___ Quoted passage

The Broadcast Communication undergraduate curriculum was last revised in 2018 and was implemented the same year. This revision saw the design of more holistic production courses, where research processes and production flows from concept to execution became fundamental in teaching audio and visual production. Three-unit radio and television production courses were revised into six-unit core courses to intensify the role of each creative component (brainstorming, research, scriptwriting, editing, etc.) in the larger context of broadcast production flows. The revision also included the institution of the Political Economy of Broadcast Media, Analysis of Broadcast Texts, and Audience Studies. These three required courses equip students with critical theories and research approaches to analyzing broadcast media organizations and institutions, texts, and audiences.

______
___ Record excerpts

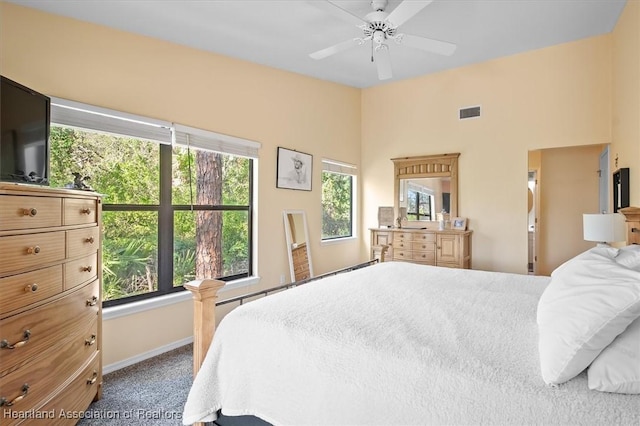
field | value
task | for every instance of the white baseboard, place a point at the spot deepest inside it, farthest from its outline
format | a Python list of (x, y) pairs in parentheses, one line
[(146, 355)]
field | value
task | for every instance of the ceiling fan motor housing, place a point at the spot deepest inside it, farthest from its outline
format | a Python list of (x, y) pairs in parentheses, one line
[(377, 28), (379, 5)]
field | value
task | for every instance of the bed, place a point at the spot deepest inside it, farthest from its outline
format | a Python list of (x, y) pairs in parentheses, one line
[(404, 344)]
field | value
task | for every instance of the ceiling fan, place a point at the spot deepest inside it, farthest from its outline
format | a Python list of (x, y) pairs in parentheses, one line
[(379, 27)]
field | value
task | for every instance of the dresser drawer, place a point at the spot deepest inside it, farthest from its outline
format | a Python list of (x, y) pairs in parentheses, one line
[(48, 372), (82, 241), (18, 212), (425, 237), (428, 257), (402, 244), (402, 255), (402, 236), (423, 246), (21, 290), (80, 271), (79, 211), (77, 396), (31, 250), (34, 331)]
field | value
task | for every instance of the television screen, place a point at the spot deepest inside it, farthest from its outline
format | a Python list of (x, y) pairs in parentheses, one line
[(24, 134)]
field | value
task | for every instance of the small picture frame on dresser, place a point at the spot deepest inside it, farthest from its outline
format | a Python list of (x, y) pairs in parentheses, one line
[(385, 217), (459, 223)]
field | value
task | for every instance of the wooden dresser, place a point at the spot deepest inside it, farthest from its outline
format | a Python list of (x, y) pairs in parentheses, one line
[(50, 303), (450, 248)]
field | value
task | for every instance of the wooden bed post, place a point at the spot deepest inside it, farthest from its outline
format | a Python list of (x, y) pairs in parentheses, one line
[(204, 294)]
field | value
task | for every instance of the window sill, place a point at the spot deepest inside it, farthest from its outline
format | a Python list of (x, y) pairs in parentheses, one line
[(338, 240), (166, 300)]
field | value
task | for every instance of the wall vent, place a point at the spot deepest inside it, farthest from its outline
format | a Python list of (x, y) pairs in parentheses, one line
[(469, 112)]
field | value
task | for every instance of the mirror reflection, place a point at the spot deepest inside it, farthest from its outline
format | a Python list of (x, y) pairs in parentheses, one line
[(424, 198), (298, 251), (426, 188)]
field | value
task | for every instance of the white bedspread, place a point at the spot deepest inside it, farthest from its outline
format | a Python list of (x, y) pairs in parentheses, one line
[(394, 344)]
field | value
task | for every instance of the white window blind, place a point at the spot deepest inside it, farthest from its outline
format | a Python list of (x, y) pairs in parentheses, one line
[(211, 141), (339, 167), (75, 114)]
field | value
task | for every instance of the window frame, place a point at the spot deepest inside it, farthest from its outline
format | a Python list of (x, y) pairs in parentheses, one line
[(342, 168), (90, 118)]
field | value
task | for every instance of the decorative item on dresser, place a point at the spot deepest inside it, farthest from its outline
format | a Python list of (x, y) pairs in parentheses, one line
[(50, 302), (449, 248)]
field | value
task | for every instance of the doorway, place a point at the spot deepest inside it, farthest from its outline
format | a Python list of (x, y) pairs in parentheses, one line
[(566, 184), (532, 219)]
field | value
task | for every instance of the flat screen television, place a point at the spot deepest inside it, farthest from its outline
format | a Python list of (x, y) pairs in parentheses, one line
[(24, 134)]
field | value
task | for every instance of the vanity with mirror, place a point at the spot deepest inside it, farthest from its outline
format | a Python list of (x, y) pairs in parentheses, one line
[(425, 202), (298, 251)]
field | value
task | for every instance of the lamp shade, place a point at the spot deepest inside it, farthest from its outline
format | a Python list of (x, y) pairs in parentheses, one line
[(604, 228)]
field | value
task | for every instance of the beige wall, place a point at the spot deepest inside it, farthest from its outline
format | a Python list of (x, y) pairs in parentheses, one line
[(96, 65), (568, 186), (626, 97), (553, 97)]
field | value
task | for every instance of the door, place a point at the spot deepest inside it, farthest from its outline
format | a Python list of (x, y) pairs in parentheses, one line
[(603, 181)]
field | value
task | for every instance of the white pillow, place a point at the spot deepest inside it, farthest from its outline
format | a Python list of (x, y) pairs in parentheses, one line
[(629, 256), (617, 368), (590, 300)]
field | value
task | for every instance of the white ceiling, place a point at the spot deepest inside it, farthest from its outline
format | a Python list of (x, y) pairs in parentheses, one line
[(282, 33)]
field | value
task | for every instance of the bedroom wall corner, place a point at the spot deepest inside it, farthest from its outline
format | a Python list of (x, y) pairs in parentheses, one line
[(553, 97), (626, 97), (114, 69)]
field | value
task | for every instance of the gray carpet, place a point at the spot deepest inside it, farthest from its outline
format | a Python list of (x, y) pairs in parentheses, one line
[(152, 392)]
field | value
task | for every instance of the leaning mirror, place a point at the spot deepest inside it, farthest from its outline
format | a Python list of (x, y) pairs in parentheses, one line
[(426, 187), (297, 237)]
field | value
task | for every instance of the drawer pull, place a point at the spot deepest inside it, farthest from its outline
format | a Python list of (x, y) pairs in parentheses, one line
[(4, 344), (93, 378), (33, 250), (91, 341), (5, 403)]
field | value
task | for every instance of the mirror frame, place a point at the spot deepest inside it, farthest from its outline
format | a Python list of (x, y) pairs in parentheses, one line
[(289, 241), (427, 166)]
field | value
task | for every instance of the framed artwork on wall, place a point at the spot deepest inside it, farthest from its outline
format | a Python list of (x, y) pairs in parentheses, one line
[(294, 170), (459, 223)]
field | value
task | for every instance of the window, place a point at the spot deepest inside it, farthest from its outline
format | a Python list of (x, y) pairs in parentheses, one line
[(177, 202), (338, 195)]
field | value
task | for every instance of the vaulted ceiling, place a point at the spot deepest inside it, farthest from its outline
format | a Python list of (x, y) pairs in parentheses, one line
[(282, 33)]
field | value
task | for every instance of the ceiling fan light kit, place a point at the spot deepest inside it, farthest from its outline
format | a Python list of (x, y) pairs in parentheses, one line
[(378, 27)]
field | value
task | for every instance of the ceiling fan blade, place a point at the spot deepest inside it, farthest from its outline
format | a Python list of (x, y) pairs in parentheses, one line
[(336, 48), (383, 63), (337, 11), (406, 10), (428, 44)]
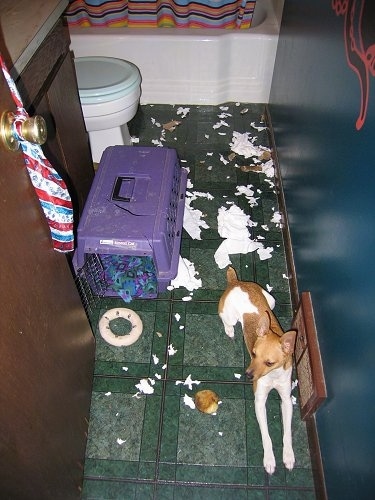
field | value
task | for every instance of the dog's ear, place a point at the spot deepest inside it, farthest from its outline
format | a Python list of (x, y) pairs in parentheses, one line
[(288, 341), (231, 275), (263, 325)]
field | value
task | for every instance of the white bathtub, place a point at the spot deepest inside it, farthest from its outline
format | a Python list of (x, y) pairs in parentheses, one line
[(194, 66)]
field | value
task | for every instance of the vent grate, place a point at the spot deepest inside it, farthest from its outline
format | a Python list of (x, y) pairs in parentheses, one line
[(311, 383)]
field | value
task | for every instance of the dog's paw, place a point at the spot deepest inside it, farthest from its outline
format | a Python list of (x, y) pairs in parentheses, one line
[(269, 462), (288, 458)]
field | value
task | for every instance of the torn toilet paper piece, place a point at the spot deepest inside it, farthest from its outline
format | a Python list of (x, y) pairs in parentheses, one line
[(193, 222), (189, 401), (233, 223), (186, 276), (243, 144), (248, 193), (231, 246), (145, 386), (188, 381)]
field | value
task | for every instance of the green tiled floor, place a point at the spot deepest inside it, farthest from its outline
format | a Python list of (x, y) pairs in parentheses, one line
[(167, 450)]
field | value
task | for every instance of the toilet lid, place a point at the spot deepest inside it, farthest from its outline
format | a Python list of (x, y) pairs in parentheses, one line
[(103, 79)]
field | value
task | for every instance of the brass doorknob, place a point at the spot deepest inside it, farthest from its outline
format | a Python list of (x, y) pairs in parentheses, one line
[(33, 130)]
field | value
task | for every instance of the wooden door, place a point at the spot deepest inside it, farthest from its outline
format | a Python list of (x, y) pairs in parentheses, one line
[(46, 348)]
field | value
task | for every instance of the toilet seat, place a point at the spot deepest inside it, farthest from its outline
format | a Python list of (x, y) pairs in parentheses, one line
[(105, 79)]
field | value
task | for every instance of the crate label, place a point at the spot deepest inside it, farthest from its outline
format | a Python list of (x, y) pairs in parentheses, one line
[(119, 243)]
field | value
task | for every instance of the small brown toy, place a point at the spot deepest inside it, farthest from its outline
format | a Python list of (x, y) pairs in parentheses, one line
[(206, 401)]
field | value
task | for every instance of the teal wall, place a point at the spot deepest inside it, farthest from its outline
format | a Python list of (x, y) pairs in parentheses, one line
[(328, 171)]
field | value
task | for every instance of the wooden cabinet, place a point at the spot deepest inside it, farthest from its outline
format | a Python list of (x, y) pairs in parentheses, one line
[(46, 343), (48, 88)]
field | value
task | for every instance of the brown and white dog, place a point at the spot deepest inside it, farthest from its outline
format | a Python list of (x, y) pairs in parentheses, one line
[(271, 352)]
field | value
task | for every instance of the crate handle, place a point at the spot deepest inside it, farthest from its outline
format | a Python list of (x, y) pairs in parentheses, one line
[(125, 185)]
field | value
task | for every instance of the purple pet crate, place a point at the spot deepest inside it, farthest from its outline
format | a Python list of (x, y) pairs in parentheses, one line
[(135, 209)]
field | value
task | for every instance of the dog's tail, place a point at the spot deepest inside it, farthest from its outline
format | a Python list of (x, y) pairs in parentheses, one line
[(231, 275)]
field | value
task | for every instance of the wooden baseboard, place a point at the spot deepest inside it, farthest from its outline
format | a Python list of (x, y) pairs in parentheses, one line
[(314, 447)]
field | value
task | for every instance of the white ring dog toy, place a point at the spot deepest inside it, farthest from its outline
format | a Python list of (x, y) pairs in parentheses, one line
[(120, 340)]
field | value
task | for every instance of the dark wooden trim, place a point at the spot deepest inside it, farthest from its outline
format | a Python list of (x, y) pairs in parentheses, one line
[(312, 434)]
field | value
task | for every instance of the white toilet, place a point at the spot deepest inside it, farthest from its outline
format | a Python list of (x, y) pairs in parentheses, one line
[(109, 91)]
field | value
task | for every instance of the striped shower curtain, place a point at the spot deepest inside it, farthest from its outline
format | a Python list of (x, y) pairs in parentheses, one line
[(226, 14)]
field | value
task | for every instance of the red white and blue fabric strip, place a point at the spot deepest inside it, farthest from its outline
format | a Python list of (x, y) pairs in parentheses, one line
[(228, 14), (49, 187)]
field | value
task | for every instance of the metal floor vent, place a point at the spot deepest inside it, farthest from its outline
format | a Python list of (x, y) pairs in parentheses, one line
[(311, 383)]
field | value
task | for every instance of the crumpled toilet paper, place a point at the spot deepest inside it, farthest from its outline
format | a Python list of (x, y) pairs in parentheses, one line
[(233, 225), (193, 221), (186, 276)]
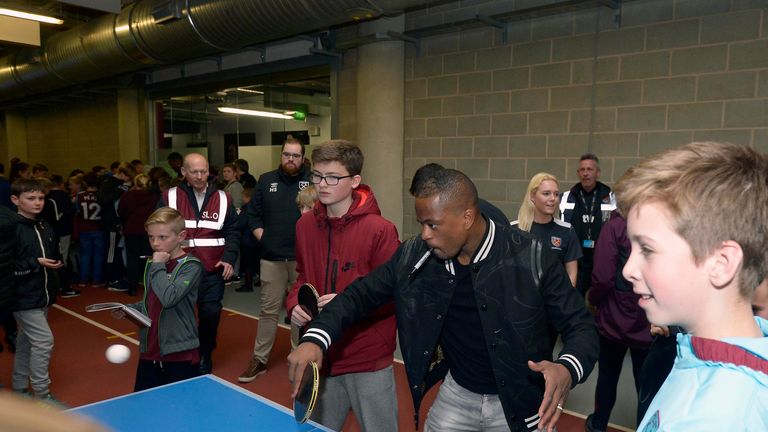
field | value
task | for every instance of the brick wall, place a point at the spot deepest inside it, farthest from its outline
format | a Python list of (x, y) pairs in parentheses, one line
[(672, 72), (78, 135)]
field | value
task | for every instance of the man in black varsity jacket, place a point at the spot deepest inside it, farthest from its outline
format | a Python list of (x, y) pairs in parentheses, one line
[(473, 302)]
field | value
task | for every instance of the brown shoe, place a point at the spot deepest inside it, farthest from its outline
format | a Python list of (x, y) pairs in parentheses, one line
[(255, 368)]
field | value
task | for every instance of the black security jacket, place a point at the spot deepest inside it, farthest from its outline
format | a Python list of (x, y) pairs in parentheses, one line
[(520, 287), (273, 208)]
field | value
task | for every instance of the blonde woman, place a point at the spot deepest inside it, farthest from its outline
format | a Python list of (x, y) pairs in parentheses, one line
[(537, 216)]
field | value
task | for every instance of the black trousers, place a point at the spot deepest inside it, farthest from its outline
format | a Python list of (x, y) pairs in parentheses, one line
[(152, 374), (209, 296), (611, 360), (114, 270)]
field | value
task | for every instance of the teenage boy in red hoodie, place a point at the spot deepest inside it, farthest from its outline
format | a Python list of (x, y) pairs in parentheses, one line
[(344, 237)]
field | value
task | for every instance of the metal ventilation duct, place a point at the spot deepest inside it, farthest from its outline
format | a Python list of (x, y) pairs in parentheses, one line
[(139, 37)]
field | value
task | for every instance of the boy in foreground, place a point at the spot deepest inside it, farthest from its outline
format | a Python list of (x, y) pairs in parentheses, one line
[(697, 219), (343, 238), (35, 272), (169, 347)]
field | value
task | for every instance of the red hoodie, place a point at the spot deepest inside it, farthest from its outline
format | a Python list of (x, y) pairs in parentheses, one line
[(330, 254)]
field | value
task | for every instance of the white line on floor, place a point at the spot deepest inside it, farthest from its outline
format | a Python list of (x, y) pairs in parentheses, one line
[(96, 324)]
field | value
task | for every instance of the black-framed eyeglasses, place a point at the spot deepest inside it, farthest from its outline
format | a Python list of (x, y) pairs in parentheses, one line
[(329, 180), (288, 155)]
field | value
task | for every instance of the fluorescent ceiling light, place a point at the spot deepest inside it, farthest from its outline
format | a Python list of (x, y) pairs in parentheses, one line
[(30, 16), (254, 113), (245, 90)]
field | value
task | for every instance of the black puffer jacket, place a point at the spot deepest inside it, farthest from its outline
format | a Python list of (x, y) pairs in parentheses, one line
[(8, 221), (36, 286), (519, 288)]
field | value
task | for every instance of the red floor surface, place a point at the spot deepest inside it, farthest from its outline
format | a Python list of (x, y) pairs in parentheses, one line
[(81, 375)]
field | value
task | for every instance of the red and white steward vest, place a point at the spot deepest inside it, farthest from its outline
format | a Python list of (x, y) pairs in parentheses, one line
[(204, 239)]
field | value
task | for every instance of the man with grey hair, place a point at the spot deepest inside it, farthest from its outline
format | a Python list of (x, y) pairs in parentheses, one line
[(213, 237)]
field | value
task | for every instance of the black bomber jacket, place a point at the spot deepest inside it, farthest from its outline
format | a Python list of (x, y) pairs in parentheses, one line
[(520, 288)]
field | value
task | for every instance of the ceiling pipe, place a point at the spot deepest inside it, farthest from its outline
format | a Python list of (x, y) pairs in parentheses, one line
[(156, 32)]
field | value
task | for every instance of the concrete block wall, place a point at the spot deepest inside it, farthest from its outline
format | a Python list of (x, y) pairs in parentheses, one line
[(78, 135), (670, 73)]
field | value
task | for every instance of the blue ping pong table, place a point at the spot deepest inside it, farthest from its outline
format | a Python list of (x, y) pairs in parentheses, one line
[(205, 403)]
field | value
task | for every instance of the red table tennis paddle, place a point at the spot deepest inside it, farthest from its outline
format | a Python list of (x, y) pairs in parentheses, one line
[(305, 399), (308, 300)]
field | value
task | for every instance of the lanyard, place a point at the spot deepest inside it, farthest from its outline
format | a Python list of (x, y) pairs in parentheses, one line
[(591, 217)]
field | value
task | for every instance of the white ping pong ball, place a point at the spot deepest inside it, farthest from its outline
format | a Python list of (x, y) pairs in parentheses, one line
[(118, 354)]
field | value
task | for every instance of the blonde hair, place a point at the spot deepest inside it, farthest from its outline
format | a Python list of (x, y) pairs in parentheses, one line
[(713, 192), (166, 216), (526, 213), (141, 181), (307, 197)]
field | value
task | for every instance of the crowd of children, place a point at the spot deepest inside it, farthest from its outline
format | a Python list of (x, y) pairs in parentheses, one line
[(695, 227)]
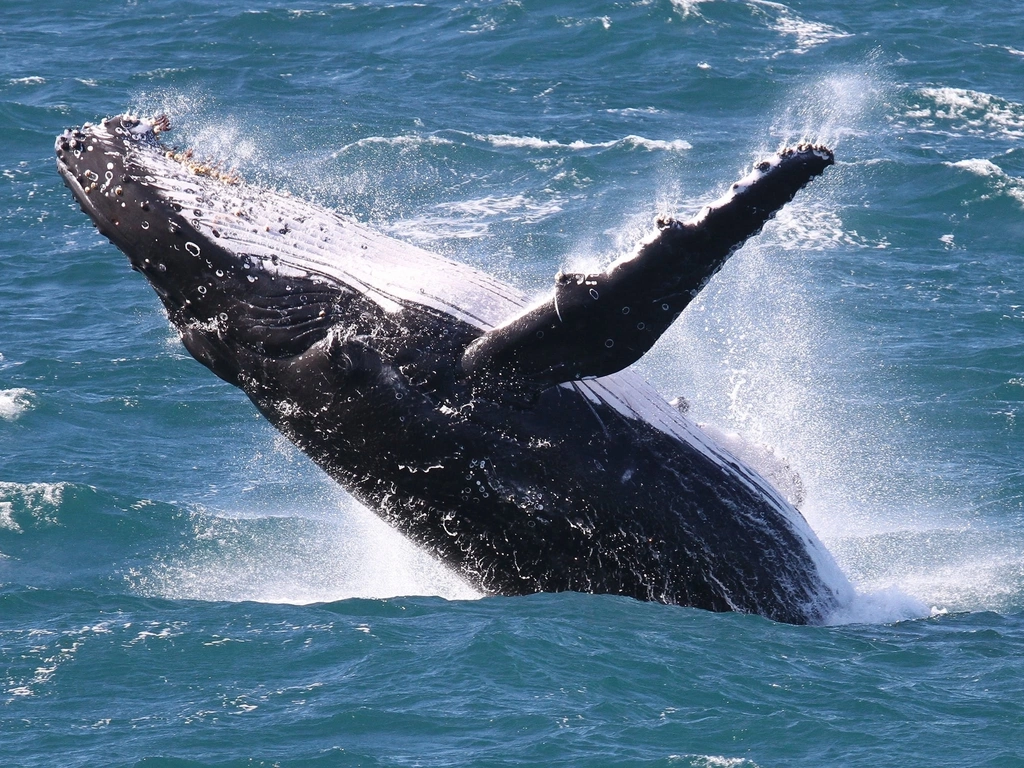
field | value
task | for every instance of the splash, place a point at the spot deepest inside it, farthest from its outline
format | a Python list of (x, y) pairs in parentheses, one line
[(297, 555), (15, 401), (767, 352)]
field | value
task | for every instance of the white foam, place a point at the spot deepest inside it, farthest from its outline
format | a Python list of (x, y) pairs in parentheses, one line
[(972, 112), (299, 556), (15, 401), (1012, 186), (808, 34), (531, 142)]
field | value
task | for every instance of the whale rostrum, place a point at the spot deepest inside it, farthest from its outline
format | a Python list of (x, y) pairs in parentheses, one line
[(508, 438)]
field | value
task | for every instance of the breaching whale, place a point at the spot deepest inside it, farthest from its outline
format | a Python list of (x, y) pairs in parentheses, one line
[(507, 438)]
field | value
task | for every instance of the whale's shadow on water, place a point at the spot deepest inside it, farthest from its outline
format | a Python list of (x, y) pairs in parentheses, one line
[(511, 441)]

______

• **Given request**: Resume the passage on the 2018 Broadcast Communication curriculum revision, continuing after its final sentence.

• **Output of the task**:
This curriculum has been evolving into an interdisciplinary program, integrating and synthesizing the philosophical approaches and methodologies of both the Humanities and the Social Sciences. In its first few decades from the 1970s, its teaching was founded on the training of professionals with a view that broadcasting was an aesthetic tool for mass dissemination of information. Since the 1990s, the Department has been steering the curriculum towards a broader, more holistic program that maintains the teaching of broadcasting as an art but also borrows and assimilates perspectives from several disciplines. This is particularly reflected in the use of the term "Studies," which implies a critical cultural studies approach in the study and teaching of the ways in which the practice of broadcasting participates in the creation of cultures and everyday life, maintains and challenges social relations and the exercise of power, and promotes or frustrates social transformations. The changes are premised on the complex paradigm shifts in the practice of broadcasting in the last three decades, shaped and reshaped not only by technologies but by the profound transformations in the global and local public spheres.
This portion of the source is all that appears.